# [Assignment]
Copy nothing from the entries below except the lines from the one containing "Pick out a point on every instance of the cloud" through the one containing "Pick out a point on every instance of the white lettering", and copy those exactly.

-- Material supplied follows --

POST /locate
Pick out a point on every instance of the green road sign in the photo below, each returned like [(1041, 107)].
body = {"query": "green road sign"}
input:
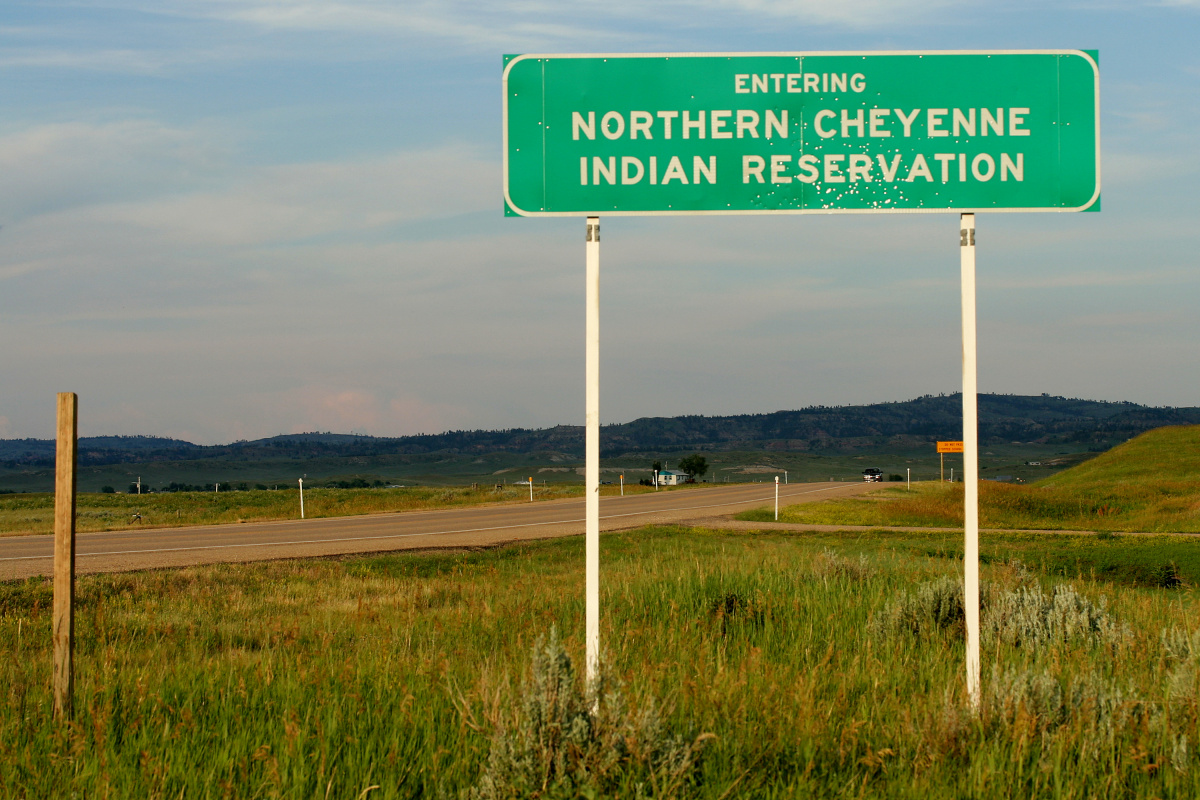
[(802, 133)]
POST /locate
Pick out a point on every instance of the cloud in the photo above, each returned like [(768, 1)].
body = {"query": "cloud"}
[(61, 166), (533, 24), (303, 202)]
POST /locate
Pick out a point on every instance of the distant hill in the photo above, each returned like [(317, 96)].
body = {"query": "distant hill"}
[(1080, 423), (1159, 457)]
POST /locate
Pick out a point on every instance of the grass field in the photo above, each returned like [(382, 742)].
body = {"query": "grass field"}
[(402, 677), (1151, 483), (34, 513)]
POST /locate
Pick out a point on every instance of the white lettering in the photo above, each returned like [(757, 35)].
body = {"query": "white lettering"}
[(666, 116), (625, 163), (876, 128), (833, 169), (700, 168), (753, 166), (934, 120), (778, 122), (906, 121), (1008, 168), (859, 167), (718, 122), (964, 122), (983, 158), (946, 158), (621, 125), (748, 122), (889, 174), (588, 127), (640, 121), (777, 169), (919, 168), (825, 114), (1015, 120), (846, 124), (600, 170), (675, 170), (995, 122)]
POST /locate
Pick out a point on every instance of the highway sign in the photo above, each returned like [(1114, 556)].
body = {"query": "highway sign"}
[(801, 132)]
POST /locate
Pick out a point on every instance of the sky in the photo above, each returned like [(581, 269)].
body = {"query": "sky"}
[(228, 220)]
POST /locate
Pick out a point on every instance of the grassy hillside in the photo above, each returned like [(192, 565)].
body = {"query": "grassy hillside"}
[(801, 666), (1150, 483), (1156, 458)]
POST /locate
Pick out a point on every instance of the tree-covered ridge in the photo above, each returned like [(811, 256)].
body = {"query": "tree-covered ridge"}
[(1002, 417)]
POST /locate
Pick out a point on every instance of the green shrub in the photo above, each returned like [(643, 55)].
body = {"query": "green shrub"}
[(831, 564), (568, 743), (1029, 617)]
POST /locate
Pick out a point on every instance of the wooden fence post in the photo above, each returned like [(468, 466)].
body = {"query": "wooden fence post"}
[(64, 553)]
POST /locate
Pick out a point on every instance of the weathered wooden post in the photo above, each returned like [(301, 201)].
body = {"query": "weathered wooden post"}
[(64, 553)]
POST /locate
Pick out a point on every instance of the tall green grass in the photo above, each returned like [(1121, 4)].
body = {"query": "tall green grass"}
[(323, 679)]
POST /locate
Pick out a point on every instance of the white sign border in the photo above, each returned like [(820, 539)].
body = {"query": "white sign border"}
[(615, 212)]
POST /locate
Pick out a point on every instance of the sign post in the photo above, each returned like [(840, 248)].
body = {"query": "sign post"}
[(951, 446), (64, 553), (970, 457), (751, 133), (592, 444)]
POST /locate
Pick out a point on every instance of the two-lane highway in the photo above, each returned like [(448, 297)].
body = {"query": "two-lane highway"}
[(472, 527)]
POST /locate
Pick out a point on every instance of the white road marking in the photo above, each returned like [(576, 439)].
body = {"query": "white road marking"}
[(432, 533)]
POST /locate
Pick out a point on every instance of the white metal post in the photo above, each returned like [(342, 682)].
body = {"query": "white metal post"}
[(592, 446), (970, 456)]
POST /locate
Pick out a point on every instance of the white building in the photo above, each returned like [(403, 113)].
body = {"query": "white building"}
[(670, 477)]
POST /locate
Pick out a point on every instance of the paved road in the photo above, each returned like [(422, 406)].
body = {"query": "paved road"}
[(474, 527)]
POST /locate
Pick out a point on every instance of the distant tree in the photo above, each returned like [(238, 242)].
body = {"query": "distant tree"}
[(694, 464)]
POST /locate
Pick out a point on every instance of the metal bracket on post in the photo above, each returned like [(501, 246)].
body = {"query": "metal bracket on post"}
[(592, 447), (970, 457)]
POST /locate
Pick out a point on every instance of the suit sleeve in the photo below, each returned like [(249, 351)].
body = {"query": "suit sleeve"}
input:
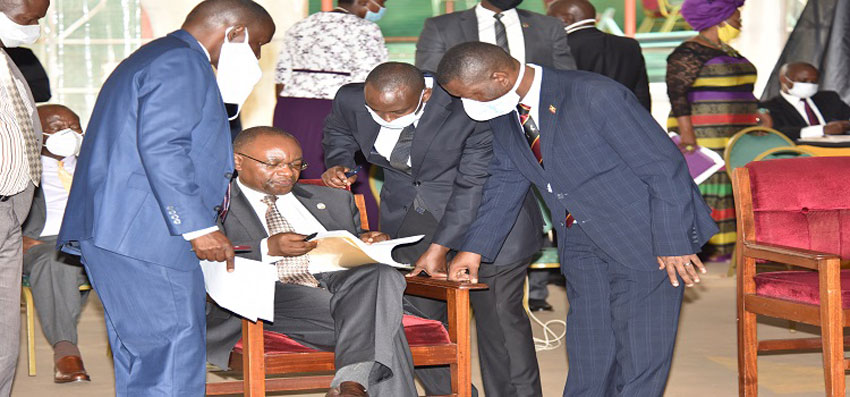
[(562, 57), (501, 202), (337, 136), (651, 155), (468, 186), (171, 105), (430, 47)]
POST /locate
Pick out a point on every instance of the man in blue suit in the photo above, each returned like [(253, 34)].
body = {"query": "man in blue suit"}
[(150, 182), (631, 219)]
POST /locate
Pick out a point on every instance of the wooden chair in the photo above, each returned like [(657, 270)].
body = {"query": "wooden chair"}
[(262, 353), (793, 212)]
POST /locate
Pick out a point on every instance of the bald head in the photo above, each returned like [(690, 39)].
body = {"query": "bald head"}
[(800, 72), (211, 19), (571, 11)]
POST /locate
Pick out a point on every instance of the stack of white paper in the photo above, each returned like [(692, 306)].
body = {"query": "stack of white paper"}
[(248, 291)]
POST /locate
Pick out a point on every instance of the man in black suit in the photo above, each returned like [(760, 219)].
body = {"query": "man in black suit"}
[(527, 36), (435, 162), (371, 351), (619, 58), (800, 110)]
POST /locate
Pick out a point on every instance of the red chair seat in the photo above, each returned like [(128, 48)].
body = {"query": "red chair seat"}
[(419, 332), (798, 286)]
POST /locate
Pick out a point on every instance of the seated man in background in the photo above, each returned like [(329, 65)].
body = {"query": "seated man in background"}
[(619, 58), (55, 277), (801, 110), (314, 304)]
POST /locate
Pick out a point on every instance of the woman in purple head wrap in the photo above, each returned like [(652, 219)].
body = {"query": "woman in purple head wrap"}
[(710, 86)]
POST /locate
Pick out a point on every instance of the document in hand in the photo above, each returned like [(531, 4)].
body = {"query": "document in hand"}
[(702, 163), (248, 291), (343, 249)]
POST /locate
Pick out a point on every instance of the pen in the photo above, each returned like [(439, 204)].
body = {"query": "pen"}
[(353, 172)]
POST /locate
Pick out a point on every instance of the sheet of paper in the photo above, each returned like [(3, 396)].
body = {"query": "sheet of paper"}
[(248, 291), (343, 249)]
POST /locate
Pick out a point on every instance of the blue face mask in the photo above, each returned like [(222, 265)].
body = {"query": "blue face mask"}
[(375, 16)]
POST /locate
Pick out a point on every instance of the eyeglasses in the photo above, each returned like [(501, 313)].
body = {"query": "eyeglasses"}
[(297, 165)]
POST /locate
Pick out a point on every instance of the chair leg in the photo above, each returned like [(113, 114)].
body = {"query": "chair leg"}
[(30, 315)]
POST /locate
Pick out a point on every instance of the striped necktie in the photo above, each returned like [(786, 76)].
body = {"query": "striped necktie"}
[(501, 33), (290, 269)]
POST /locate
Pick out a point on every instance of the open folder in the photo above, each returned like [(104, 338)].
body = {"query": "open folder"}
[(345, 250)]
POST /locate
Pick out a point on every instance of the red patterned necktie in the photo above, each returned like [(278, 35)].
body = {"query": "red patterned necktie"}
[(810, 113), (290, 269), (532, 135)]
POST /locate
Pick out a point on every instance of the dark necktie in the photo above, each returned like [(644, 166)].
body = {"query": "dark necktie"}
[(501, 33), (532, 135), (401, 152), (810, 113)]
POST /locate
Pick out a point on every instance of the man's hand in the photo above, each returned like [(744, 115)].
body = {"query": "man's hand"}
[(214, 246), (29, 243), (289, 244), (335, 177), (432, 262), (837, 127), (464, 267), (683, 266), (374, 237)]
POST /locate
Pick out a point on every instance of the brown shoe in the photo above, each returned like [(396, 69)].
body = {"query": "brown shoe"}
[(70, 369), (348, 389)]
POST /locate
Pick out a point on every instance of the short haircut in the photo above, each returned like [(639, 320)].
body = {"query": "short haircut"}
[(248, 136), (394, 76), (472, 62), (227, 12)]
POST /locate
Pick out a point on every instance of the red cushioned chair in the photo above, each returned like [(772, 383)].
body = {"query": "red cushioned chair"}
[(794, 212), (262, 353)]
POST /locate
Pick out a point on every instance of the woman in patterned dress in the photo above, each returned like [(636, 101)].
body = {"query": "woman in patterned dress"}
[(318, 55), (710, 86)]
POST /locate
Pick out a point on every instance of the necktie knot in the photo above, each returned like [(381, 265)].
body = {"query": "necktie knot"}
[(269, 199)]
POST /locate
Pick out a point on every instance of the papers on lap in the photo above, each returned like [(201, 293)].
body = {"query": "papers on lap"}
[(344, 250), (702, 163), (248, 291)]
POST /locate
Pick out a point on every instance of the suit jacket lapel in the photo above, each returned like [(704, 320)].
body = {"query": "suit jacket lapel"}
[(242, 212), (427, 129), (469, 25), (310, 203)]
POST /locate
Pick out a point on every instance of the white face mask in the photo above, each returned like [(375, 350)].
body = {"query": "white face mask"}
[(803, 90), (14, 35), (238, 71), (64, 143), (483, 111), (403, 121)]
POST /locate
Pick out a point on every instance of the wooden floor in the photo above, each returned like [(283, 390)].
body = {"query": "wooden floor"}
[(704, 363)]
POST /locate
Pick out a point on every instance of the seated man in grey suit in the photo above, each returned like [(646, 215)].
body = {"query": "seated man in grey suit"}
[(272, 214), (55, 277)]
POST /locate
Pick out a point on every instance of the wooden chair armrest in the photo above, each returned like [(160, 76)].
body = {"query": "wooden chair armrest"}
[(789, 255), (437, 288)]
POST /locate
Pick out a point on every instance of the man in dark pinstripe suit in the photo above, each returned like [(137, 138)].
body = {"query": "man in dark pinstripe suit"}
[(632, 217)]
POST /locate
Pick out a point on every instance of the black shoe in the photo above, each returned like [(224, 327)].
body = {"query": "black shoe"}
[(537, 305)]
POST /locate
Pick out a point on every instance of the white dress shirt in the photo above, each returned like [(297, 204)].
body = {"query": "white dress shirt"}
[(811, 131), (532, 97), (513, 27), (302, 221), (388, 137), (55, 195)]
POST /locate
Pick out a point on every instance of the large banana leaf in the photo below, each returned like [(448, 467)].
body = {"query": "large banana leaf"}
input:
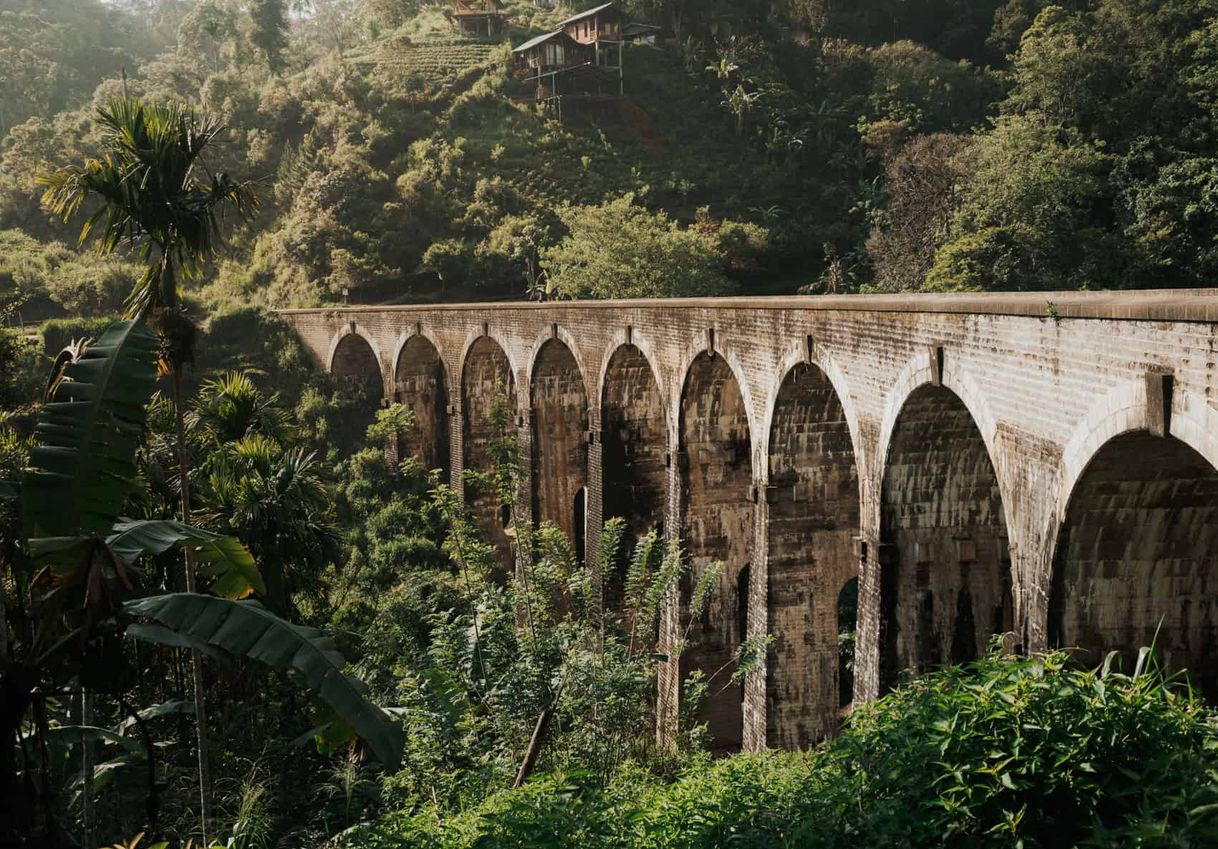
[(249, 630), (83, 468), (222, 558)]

-- Material supplied concluded --

# [Answer for the task]
Pick out a point on every instance of the cloud in the photo above, each returned like [(768, 1)].
body = {"query": "cloud"}
[(61, 166), (533, 24), (303, 202)]
POST /locate
Pick out a point on every instance of the distant hill in the photo above, each returned like [(317, 96)].
body = {"query": "distant hill"}
[(1080, 423), (1159, 457)]
POST /locate
Pick out a point on every instance of the grass field in the photo above, each returned like [(382, 742)].
body = {"query": "grass field"}
[(402, 677), (1151, 483), (34, 513)]
POST /locate
Pick out a point on every instance of the white lettering in the photo above, each returned like [(757, 35)].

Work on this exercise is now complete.